BEGIN The records
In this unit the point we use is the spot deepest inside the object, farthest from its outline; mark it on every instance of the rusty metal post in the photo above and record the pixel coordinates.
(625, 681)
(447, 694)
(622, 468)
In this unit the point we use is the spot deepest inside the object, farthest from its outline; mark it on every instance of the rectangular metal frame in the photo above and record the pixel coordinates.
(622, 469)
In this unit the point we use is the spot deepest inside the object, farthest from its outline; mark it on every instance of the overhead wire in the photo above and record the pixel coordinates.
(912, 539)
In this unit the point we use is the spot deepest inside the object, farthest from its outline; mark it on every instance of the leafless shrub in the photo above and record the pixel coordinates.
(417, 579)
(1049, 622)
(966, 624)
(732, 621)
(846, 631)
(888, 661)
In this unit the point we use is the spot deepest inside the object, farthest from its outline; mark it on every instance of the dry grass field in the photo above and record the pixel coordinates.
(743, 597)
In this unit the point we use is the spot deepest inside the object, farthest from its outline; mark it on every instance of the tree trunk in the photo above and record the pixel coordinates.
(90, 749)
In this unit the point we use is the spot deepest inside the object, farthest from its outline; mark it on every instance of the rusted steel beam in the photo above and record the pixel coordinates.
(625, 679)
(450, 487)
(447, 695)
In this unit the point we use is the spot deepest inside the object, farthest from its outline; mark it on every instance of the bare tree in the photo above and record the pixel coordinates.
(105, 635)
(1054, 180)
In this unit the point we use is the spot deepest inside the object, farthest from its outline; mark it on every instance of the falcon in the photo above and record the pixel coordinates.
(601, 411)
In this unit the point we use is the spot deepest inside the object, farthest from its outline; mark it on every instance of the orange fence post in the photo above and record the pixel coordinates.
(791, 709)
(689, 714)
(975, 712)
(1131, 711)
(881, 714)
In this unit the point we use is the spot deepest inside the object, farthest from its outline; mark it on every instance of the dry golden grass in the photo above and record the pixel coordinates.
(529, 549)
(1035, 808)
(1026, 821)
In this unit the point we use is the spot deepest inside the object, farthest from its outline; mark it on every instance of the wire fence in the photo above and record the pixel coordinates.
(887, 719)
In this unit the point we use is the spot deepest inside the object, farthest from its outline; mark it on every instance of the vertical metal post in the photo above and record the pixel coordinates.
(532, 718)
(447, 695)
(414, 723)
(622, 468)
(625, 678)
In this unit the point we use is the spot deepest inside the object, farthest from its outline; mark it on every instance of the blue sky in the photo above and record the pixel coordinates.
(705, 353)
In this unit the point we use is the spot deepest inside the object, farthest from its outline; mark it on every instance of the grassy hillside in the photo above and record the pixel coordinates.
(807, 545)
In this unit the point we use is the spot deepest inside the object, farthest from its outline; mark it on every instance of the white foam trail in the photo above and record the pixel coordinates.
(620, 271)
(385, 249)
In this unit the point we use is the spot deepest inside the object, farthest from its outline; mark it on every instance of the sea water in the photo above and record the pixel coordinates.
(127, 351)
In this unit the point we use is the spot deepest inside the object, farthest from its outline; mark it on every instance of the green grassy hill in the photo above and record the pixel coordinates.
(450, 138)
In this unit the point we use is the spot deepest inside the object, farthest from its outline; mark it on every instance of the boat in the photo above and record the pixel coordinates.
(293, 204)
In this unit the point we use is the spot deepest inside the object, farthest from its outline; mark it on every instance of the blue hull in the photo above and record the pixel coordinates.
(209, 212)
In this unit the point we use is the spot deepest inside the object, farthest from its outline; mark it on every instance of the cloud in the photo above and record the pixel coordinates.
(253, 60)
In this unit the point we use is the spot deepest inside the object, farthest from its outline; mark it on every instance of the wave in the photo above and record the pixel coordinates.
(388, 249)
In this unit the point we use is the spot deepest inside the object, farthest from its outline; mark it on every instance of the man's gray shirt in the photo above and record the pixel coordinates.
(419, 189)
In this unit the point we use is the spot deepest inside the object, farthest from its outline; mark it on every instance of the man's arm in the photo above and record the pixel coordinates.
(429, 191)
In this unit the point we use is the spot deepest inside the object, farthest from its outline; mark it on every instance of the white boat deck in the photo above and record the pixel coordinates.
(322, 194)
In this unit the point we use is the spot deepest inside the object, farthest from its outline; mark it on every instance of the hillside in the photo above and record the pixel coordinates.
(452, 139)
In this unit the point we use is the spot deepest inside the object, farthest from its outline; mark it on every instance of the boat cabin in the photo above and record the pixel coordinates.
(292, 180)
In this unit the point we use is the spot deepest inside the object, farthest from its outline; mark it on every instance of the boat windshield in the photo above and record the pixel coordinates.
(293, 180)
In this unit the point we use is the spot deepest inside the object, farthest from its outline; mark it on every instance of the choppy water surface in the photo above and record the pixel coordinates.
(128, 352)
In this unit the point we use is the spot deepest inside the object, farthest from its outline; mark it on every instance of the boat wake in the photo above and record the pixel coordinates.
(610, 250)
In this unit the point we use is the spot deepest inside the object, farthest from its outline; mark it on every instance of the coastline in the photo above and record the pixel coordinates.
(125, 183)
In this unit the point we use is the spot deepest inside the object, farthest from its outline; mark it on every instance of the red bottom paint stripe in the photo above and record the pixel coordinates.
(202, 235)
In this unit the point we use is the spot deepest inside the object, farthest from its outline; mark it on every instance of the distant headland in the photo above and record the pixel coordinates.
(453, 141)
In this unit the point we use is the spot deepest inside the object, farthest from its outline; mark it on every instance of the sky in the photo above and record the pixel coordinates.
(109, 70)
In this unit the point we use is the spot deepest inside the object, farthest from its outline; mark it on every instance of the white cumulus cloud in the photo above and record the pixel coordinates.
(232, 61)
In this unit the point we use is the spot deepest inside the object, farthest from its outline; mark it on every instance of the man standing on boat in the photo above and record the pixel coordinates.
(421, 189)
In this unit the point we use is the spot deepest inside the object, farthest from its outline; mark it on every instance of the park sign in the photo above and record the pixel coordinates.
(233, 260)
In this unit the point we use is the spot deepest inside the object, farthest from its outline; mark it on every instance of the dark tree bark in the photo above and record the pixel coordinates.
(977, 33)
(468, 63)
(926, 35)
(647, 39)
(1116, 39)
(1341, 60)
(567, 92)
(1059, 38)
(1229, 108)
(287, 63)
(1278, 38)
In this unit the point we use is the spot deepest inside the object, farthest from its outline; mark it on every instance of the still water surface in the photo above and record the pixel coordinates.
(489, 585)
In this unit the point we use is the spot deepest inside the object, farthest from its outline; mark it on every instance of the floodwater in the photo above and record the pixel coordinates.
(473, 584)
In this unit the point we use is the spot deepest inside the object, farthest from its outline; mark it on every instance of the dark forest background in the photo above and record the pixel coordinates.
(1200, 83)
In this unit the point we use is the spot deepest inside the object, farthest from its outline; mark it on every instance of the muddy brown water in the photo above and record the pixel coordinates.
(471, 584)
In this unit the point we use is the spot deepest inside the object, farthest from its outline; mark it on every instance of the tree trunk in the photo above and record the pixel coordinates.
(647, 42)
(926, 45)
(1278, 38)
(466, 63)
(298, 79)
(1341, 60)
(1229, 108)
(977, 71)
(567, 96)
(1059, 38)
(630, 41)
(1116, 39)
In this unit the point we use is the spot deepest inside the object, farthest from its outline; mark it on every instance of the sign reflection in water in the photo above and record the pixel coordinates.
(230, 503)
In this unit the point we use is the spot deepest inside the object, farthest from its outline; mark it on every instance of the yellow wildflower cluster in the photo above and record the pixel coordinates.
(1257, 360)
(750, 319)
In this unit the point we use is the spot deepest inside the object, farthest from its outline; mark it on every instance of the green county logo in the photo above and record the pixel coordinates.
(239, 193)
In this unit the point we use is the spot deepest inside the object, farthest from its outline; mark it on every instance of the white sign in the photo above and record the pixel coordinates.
END The records
### Description of the task
Your response must consist of every line above, reproduced exactly.

### Answer space
In this unit the point we use is the spot deepest inside the object, farthest from its outline; mark it on every instance of the rusty metal post in the photo above and record the pixel coordinates.
(625, 681)
(447, 694)
(622, 468)
In this unit the point we use is the spot deepest inside the object, farthest from its outline; mark it on every instance of the rectangular metal frame in the photo above and record the pixel coordinates.
(622, 469)
In this unit the point we use is the spot deepest inside the object, farthest from its outline; mark it on every instance of the overhead wire in the photo above and record the pixel coordinates.
(912, 539)
In this unit the point we use is the spot deepest inside the object, farthest from its outline; mark it on every instance of the leafless shrub in the photo above and record the pixel coordinates.
(417, 579)
(1049, 622)
(966, 624)
(732, 621)
(846, 631)
(888, 661)
In this unit the point we use is the spot deepest inside the object, farthest from its outline; mark it on every instance of the dry grass field in the photo above and record the pixel coordinates.
(743, 597)
In this unit the point we use is the spot deepest inside the object, farthest from its outline; mark it on every instance of the tree trunk in the photo above and record the pixel coordinates.
(90, 749)
In this unit the point we use is the spot deepest inside the object, farthest from its outline; mark it on every instance of the rusted steel beam in the photo above and record the pixel coordinates.
(625, 679)
(450, 487)
(447, 695)
In this unit the point we use is the spot deepest inside the object, farthest from its outline; mark it on every instance of the bare tree in the photo above and record the pixel coordinates.
(105, 635)
(1054, 180)
In this unit the point we use is the spot deepest inside the object, farthest from its outline; mark it on every instance of the falcon in the photo above and record the pixel coordinates.
(601, 411)
In this unit the point we use is the spot deepest inside the object, farthest from its outline; mark it on every instance of the orange fence post in the photo above and record the pixel coordinates.
(791, 709)
(689, 714)
(975, 712)
(1131, 711)
(881, 714)
In this unit the point we use is the spot deepest inside the object, farthest from its outline; mark it on every instance of the dry golden grass in the photo above and record the pixel coordinates.
(529, 549)
(1035, 808)
(1026, 821)
In this unit the point we use is the spot deepest inside the object, farthest from its outline; mark it on every instance of the wire fence in the photo above and record the pixel coordinates.
(887, 719)
In this unit the point we use is the spot deepest inside the object, farthest from its outline; mark it on every instance of the vertical metal post in the photo above and record the pixel coordinates.
(532, 718)
(447, 695)
(414, 723)
(622, 468)
(625, 678)
In this unit the point we use is the spot deepest inside the object, farthest from its outline; mark it on every instance of the blue sky in the photo above and record the pixel coordinates.
(705, 353)
In this unit the point we use is the spot deepest inside the object, farthest from its outline; mark it on every instance of the grassy hillside in the photo above and record the pixel coordinates.
(807, 545)
In this unit the point we use is the spot deepest inside the object, farthest from its outline; mark it on every instance of the white foam trail in the photo above and record the pixel coordinates.
(620, 271)
(385, 249)
In this unit the point we use is the spot deepest inside the object, farthest from its outline; mark it on every instance of the sea water in the photo above and record the pixel coordinates.
(127, 351)
In this unit the point we use is the spot deepest inside the object, farthest from its outline; mark it on every instance of the green grassy hill in the photo above and record the pixel coordinates.
(450, 138)
In this unit the point we use is the spot deepest inside the object, farthest from its outline; mark it on every instance of the boat in the photo above and record the pixel coordinates.
(293, 204)
In this unit the point we use is the spot deepest inside the object, farthest from its outline; mark it on every instance of the blue hull in the photo above and record the pixel coordinates.
(209, 212)
In this unit the point we use is the spot deepest inside the object, farthest from its outline; mark it on every instance of the cloud in the photo above and record the pixel coordinates.
(253, 60)
In this unit the point we use is the spot deepest inside the object, farthest from its outline; mark it on every instance of the wave in the photo above and record the pixel coordinates.
(388, 249)
In this unit the point we use is the spot deepest inside the object, farthest from its outline; mark it on every instance of the man's gray shirt in the photo above and record the pixel coordinates.
(419, 189)
In this unit the point we use is the spot deepest inside the object, farthest from its outline; mark it on every instance of the man's arm in the photo above and record the pixel coordinates.
(429, 191)
In this unit the point we use is the spot deepest inside the object, farthest from its outline; mark it on every instance of the white boat deck in the photo above and record the pixel coordinates.
(322, 194)
In this unit the point we use is the spot deepest inside the object, farthest from its outline; mark it on every instance of the hillside in the photo above and record the pixel coordinates.
(452, 139)
In this unit the point we use is the spot deepest inside the object, farthest from its outline; mark it on every instance of the boat cabin in the photo above and record the pixel coordinates.
(292, 180)
In this unit the point we use is the spot deepest inside the object, farthest from its outline; mark it on every instance of the boat windshield in the photo above and record the pixel coordinates.
(293, 180)
In this unit the point we use is the spot deepest inside the object, farthest from its outline; mark it on every instance of the choppy water surface in the photo above and record the pixel coordinates.
(128, 352)
In this unit the point we use is the spot deepest inside the object, farthest from its outline; mark it on every instance of the boat wake in the photo above and record the pixel coordinates.
(610, 250)
In this unit the point we use is the spot deepest inside the object, farthest from its outline; mark it on every instance of the coastline in the photo above and record the pixel coordinates.
(125, 183)
In this unit the point we use is the spot deepest inside the object, farthest from its outline; mark it on every instance of the red bottom paint stripe in the photo above and record the pixel coordinates.
(202, 235)
In this unit the point we use is the spot deepest inside the object, farthest from its outline; mark it on every instance of the distant headland in the photo above and record the pixel coordinates.
(453, 141)
In this unit the point we use is the spot deepest inside the object, farthest from its outline; mark it on every instance of the sky in the photo above and record the pixel coordinates.
(109, 70)
In this unit the point we use is the spot deepest inside the object, farthest from its outline; mark it on every instance of the white cumulus cloud in the photo above and record the pixel coordinates.
(232, 61)
In this unit the point we use is the spot deepest inside the object, farthest from its outline; mark it on every instance of the man standing on boat in the photo above and record the pixel coordinates.
(421, 189)
In this unit the point we use is the spot deepest inside the object, farthest from its outline; mark it on every instance of the park sign in the photo above and record the pixel coordinates.
(233, 260)
In this unit the point we use is the spot deepest inside the object, farthest from its outline; mark it on every instance of the dark tree bark in the photo above and record the pixel coordinates.
(977, 33)
(468, 63)
(926, 35)
(647, 39)
(1116, 39)
(1341, 60)
(567, 92)
(1059, 38)
(1229, 108)
(287, 63)
(1278, 38)
In this unit the point we use is the spot deepest inside the object, farthest from its outline; mark it on every instance of the still water surface in the photo above and record the pixel coordinates.
(489, 585)
In this unit the point we use is the spot deepest inside the object, farthest from its outline; mark it on every instance of the floodwater in the photo above and record the pixel coordinates.
(473, 584)
In this unit the point we use is the spot deepest inside the object, farthest from its outline; mark it on every instance of the dark forest background in the photo above and record the pixel coordinates.
(1200, 83)
In this unit the point we use is the spot deepest inside the object, farthest from its outline; mark it on every instance of the muddy brown water in the photo above and record the pixel coordinates.
(471, 584)
In this unit the point we use is the spot deepest inside the object, farthest from its outline; mark it on every instance of the tree trunk in the photo above and record the pixel coordinates.
(647, 42)
(926, 45)
(1278, 38)
(466, 63)
(298, 79)
(1341, 60)
(1229, 108)
(977, 71)
(567, 96)
(1059, 38)
(630, 41)
(1116, 39)
In this unit the point we use is the spot deepest inside the object, farthest from its outline; mark it on every instance of the sign reflection in water in the photo above and record the pixel coordinates.
(230, 503)
In this unit the point we use is the spot deepest inside the object, farthest from its outline; mark it on every instance of the yellow wildflower cluster in the photo above and record the pixel coordinates.
(1257, 360)
(750, 319)
In this unit the point we use is the spot deepest inside the object, farthest from its outline; mark it on every instance of the green county logo in the photo above and record the pixel coordinates.
(239, 193)
In this unit the point we use is the spot deepest inside the object, farthest from its outline; mark it on every instance of the white sign in the photo above and record the pixel coordinates.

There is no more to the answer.